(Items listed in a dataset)
────────────────────

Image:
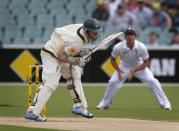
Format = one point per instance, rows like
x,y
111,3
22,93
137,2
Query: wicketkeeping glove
x,y
83,61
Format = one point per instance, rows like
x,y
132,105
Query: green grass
x,y
18,128
130,102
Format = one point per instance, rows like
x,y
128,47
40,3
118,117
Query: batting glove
x,y
83,61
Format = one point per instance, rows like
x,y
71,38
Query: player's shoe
x,y
31,116
167,108
82,111
102,106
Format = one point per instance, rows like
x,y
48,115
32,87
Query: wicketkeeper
x,y
66,49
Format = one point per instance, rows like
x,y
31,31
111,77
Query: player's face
x,y
93,35
130,39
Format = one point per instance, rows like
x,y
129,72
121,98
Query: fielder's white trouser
x,y
51,75
145,76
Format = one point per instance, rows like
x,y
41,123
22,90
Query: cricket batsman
x,y
64,54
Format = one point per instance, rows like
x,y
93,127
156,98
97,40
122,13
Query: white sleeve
x,y
144,53
115,51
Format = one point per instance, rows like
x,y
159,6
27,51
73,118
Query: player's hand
x,y
131,76
83,61
84,52
120,75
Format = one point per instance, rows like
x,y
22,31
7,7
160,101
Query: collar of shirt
x,y
127,48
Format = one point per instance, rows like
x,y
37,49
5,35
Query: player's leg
x,y
153,84
80,108
113,86
50,75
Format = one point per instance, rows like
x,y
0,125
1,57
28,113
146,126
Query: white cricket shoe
x,y
103,106
82,111
31,116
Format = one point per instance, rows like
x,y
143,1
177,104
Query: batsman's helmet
x,y
92,25
130,31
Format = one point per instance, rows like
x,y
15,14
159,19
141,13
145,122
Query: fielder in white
x,y
63,55
134,63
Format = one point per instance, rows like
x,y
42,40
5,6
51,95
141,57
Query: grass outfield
x,y
18,128
130,102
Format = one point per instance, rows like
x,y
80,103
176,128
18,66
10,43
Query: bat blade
x,y
107,40
104,42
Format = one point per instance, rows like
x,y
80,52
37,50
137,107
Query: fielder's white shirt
x,y
130,57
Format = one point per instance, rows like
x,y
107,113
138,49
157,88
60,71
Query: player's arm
x,y
73,55
145,56
115,64
116,67
142,66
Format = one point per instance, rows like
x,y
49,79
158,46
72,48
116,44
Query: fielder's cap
x,y
130,31
140,1
120,6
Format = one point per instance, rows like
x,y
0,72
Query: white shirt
x,y
66,36
130,57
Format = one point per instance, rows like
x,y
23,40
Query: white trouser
x,y
145,76
51,75
76,76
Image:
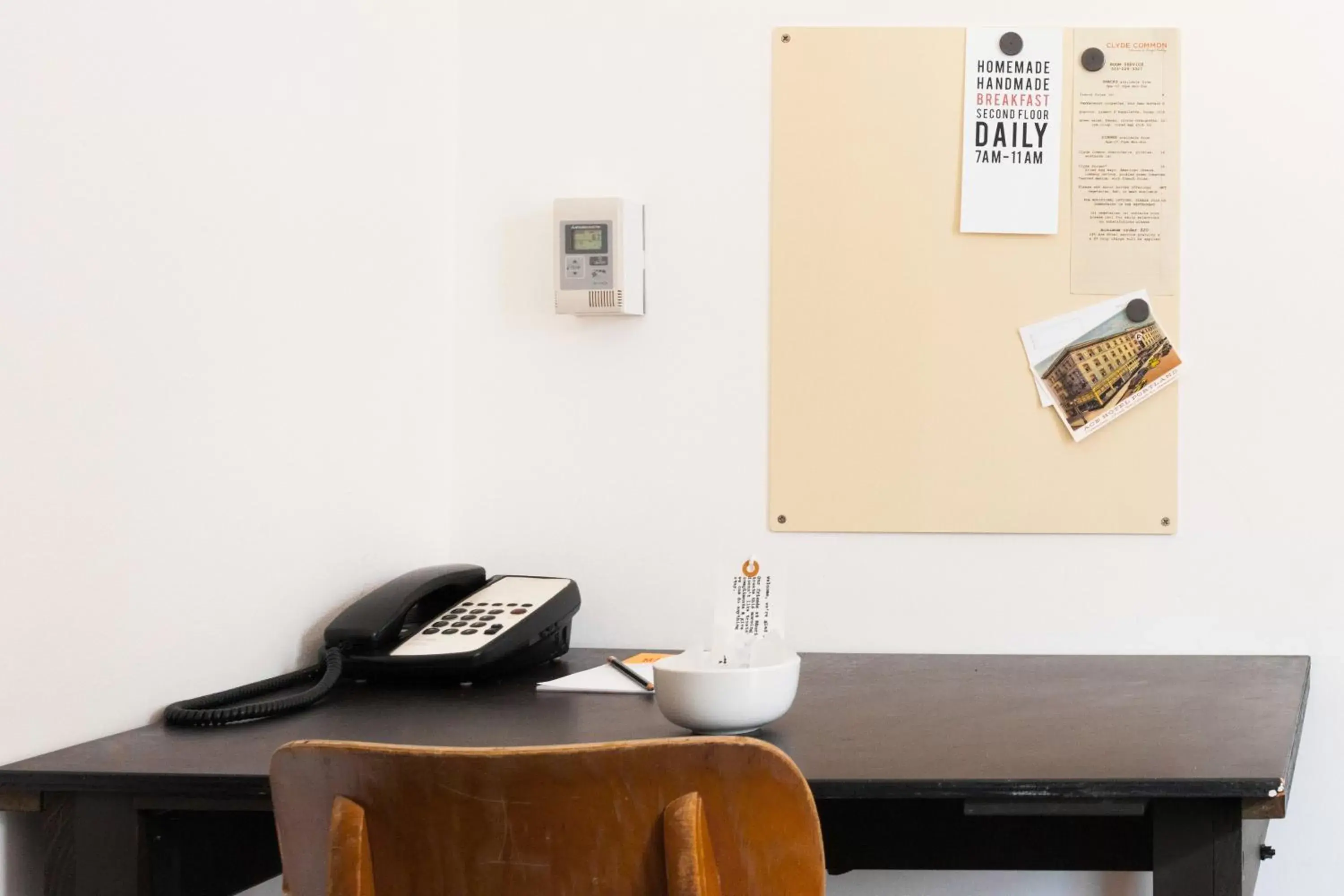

────────────────────

→ **Assignment**: Whenever a picture appears, leave it out, and return every record exactly.

→ **Answer space**:
Image:
Format = one point per instance, rows like
x,y
111,3
22,93
137,2
Query: wicketkeeping glove
x,y
83,61
Format = one point per instance, rows like
x,y
132,105
Query: green grass
x,y
18,128
130,102
Format = one point per instance, rows like
x,y
128,47
40,3
118,117
Query: batting glove
x,y
83,61
Format = one point per instance, rows like
x,y
71,38
Query: player's shoe
x,y
31,116
167,108
82,111
102,106
Format = one point per instance, rows like
x,y
48,115
32,87
Query: wicketkeeper
x,y
66,49
Format = one point per instance, rows like
x,y
31,31
111,77
Query: player's face
x,y
93,35
130,39
Format = one point per instance, rows like
x,y
129,72
121,98
Query: fielder's white trouser
x,y
51,75
145,76
Format = one point per instance, rows like
x,y
41,123
22,90
Query: cricket batsman
x,y
64,54
Format = one point per instance, rows like
x,y
93,127
156,98
97,40
122,13
Query: white sleeve
x,y
144,53
115,51
Format = one point per instance, rows like
x,y
159,6
27,51
73,118
Query: player's hand
x,y
131,76
83,61
84,52
120,75
Format = one point per instance, rows like
x,y
22,31
7,7
160,101
Query: collar of shirt
x,y
127,48
Format = one point per instance, rows like
x,y
37,49
5,35
Query: player's leg
x,y
153,84
80,108
113,86
50,75
Format = one point per instance, rows like
x,y
0,125
1,57
28,113
146,126
Query: white cricket shoe
x,y
103,106
82,111
31,116
Format = one point per instance, rows like
x,y
143,1
177,104
Query: batsman's helmet
x,y
92,25
130,31
Format = one point per instance, rows like
x,y
15,14
159,19
141,13
145,122
Query: fielder in white
x,y
63,55
134,63
Format = one point per instance, rows like
x,y
42,40
5,6
51,95
141,57
Query: grass outfield
x,y
18,128
130,102
Format = one point per instance, rows like
x,y
80,103
176,128
18,66
10,43
Query: bat blade
x,y
107,40
104,42
Format = one point per instance, rows like
x,y
80,52
37,50
137,107
Query: fielder's white shirt
x,y
130,57
Format = one point per instance, rows like
x,y
107,113
138,49
157,88
60,71
Query: player's arm
x,y
73,55
145,56
115,64
116,67
142,66
Format = one point per instance, rows like
x,y
49,79
158,46
72,48
116,44
Query: fielder's cap
x,y
130,31
140,1
120,6
Format = one point per instance, rows like
x,y
0,72
Query: white shirt
x,y
66,36
130,57
Format = one point per instance, rows like
x,y
23,40
Query: white trouser
x,y
145,76
51,75
76,76
Image:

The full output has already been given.